─── GIVEN RECORDS
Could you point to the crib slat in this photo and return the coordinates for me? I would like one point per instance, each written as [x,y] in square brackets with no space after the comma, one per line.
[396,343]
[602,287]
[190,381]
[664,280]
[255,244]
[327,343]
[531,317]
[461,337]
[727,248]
──────
- **AIM OF THE TASK**
Set down the records again verbatim, so that each word stays as it is.

- **FINISHED EXERCISE**
Could you point to the crib slat in this photo and return the coordinates for me? I would like one point per instance, each written as [x,y] in square brackets with no space after the comma, one per line.
[396,343]
[602,287]
[190,381]
[664,280]
[255,244]
[327,343]
[531,317]
[461,337]
[727,248]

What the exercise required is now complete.